▸ Aim: Return each line of the rows below that contains the word "cloud".

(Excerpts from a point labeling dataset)

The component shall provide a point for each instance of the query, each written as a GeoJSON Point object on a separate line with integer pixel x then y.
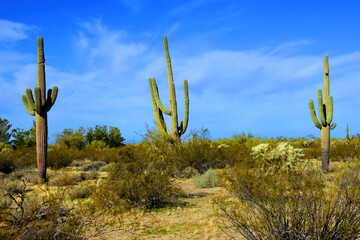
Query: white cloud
{"type": "Point", "coordinates": [13, 31]}
{"type": "Point", "coordinates": [264, 91]}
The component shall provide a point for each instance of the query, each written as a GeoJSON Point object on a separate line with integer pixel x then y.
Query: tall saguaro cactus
{"type": "Point", "coordinates": [158, 107]}
{"type": "Point", "coordinates": [38, 107]}
{"type": "Point", "coordinates": [326, 115]}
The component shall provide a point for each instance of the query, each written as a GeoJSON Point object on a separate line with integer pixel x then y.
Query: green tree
{"type": "Point", "coordinates": [115, 138]}
{"type": "Point", "coordinates": [72, 139]}
{"type": "Point", "coordinates": [111, 136]}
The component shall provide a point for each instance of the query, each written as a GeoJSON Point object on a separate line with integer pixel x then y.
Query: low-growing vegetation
{"type": "Point", "coordinates": [243, 187]}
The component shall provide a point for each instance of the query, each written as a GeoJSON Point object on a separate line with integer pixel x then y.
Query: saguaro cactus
{"type": "Point", "coordinates": [39, 107]}
{"type": "Point", "coordinates": [326, 115]}
{"type": "Point", "coordinates": [158, 107]}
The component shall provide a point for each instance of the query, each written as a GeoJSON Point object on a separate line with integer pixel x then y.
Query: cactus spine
{"type": "Point", "coordinates": [39, 106]}
{"type": "Point", "coordinates": [158, 107]}
{"type": "Point", "coordinates": [326, 115]}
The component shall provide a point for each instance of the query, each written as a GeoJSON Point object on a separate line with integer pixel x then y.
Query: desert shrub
{"type": "Point", "coordinates": [60, 156]}
{"type": "Point", "coordinates": [63, 179]}
{"type": "Point", "coordinates": [282, 157]}
{"type": "Point", "coordinates": [312, 148]}
{"type": "Point", "coordinates": [25, 214]}
{"type": "Point", "coordinates": [344, 150]}
{"type": "Point", "coordinates": [82, 191]}
{"type": "Point", "coordinates": [140, 179]}
{"type": "Point", "coordinates": [93, 166]}
{"type": "Point", "coordinates": [89, 175]}
{"type": "Point", "coordinates": [290, 203]}
{"type": "Point", "coordinates": [198, 154]}
{"type": "Point", "coordinates": [28, 174]}
{"type": "Point", "coordinates": [188, 172]}
{"type": "Point", "coordinates": [206, 180]}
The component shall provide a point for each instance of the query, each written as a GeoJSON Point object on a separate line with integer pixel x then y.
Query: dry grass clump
{"type": "Point", "coordinates": [291, 203]}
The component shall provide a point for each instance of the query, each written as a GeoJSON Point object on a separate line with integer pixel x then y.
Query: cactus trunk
{"type": "Point", "coordinates": [39, 106]}
{"type": "Point", "coordinates": [325, 148]}
{"type": "Point", "coordinates": [41, 145]}
{"type": "Point", "coordinates": [176, 129]}
{"type": "Point", "coordinates": [326, 115]}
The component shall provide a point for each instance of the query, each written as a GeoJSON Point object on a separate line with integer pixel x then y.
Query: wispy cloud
{"type": "Point", "coordinates": [13, 31]}
{"type": "Point", "coordinates": [230, 91]}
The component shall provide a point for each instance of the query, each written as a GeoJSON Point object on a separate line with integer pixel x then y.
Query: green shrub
{"type": "Point", "coordinates": [296, 203]}
{"type": "Point", "coordinates": [25, 214]}
{"type": "Point", "coordinates": [60, 156]}
{"type": "Point", "coordinates": [140, 179]}
{"type": "Point", "coordinates": [63, 179]}
{"type": "Point", "coordinates": [206, 180]}
{"type": "Point", "coordinates": [82, 191]}
{"type": "Point", "coordinates": [188, 172]}
{"type": "Point", "coordinates": [90, 175]}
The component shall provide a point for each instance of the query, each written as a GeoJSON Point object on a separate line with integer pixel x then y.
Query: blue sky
{"type": "Point", "coordinates": [251, 65]}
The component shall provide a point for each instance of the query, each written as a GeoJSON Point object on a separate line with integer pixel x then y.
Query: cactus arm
{"type": "Point", "coordinates": [51, 98]}
{"type": "Point", "coordinates": [159, 118]}
{"type": "Point", "coordinates": [168, 60]}
{"type": "Point", "coordinates": [30, 98]}
{"type": "Point", "coordinates": [321, 108]}
{"type": "Point", "coordinates": [186, 108]}
{"type": "Point", "coordinates": [313, 114]}
{"type": "Point", "coordinates": [172, 94]}
{"type": "Point", "coordinates": [38, 104]}
{"type": "Point", "coordinates": [27, 105]}
{"type": "Point", "coordinates": [173, 109]}
{"type": "Point", "coordinates": [329, 109]}
{"type": "Point", "coordinates": [157, 97]}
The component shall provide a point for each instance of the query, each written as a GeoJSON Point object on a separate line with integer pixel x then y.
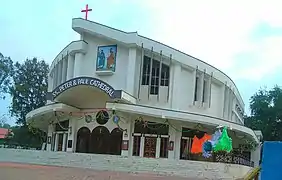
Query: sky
{"type": "Point", "coordinates": [241, 38]}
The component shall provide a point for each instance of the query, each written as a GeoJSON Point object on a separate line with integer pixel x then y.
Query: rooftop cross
{"type": "Point", "coordinates": [86, 11]}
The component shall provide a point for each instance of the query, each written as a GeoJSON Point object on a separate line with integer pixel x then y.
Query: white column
{"type": "Point", "coordinates": [255, 155]}
{"type": "Point", "coordinates": [70, 67]}
{"type": "Point", "coordinates": [175, 86]}
{"type": "Point", "coordinates": [131, 69]}
{"type": "Point", "coordinates": [64, 70]}
{"type": "Point", "coordinates": [56, 141]}
{"type": "Point", "coordinates": [72, 134]}
{"type": "Point", "coordinates": [55, 77]}
{"type": "Point", "coordinates": [49, 136]}
{"type": "Point", "coordinates": [77, 64]}
{"type": "Point", "coordinates": [175, 136]}
{"type": "Point", "coordinates": [60, 66]}
{"type": "Point", "coordinates": [64, 141]}
{"type": "Point", "coordinates": [127, 137]}
{"type": "Point", "coordinates": [158, 148]}
{"type": "Point", "coordinates": [142, 143]}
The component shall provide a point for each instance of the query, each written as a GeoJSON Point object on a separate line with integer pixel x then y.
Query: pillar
{"type": "Point", "coordinates": [142, 143]}
{"type": "Point", "coordinates": [72, 135]}
{"type": "Point", "coordinates": [55, 76]}
{"type": "Point", "coordinates": [64, 141]}
{"type": "Point", "coordinates": [56, 141]}
{"type": "Point", "coordinates": [131, 71]}
{"type": "Point", "coordinates": [77, 64]}
{"type": "Point", "coordinates": [175, 86]}
{"type": "Point", "coordinates": [49, 137]}
{"type": "Point", "coordinates": [158, 148]}
{"type": "Point", "coordinates": [64, 69]}
{"type": "Point", "coordinates": [174, 136]}
{"type": "Point", "coordinates": [70, 67]}
{"type": "Point", "coordinates": [127, 137]}
{"type": "Point", "coordinates": [60, 67]}
{"type": "Point", "coordinates": [256, 155]}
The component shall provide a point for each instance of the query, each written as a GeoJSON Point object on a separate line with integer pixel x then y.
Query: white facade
{"type": "Point", "coordinates": [150, 80]}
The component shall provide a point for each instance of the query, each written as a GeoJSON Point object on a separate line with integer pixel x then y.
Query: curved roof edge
{"type": "Point", "coordinates": [81, 25]}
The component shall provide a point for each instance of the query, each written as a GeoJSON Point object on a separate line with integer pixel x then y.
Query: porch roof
{"type": "Point", "coordinates": [41, 117]}
{"type": "Point", "coordinates": [181, 116]}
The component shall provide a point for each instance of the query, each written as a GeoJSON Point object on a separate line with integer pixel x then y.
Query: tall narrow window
{"type": "Point", "coordinates": [204, 99]}
{"type": "Point", "coordinates": [196, 89]}
{"type": "Point", "coordinates": [154, 86]}
{"type": "Point", "coordinates": [155, 78]}
{"type": "Point", "coordinates": [146, 71]}
{"type": "Point", "coordinates": [165, 75]}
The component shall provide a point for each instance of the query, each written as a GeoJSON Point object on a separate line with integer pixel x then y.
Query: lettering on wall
{"type": "Point", "coordinates": [89, 81]}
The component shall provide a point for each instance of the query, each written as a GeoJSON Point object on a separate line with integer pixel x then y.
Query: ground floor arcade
{"type": "Point", "coordinates": [117, 132]}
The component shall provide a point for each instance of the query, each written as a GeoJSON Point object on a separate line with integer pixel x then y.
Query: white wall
{"type": "Point", "coordinates": [126, 77]}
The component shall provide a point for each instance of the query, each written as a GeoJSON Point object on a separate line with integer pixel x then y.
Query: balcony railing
{"type": "Point", "coordinates": [222, 157]}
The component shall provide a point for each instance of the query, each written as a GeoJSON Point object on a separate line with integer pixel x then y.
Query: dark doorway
{"type": "Point", "coordinates": [100, 137]}
{"type": "Point", "coordinates": [116, 140]}
{"type": "Point", "coordinates": [150, 147]}
{"type": "Point", "coordinates": [60, 142]}
{"type": "Point", "coordinates": [83, 138]}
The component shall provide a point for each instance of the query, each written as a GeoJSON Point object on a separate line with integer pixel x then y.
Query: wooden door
{"type": "Point", "coordinates": [150, 147]}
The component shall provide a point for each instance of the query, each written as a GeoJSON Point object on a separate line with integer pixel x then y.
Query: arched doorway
{"type": "Point", "coordinates": [83, 138]}
{"type": "Point", "coordinates": [116, 140]}
{"type": "Point", "coordinates": [100, 137]}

▸ Result:
Query: white cloud
Query: wispy cloud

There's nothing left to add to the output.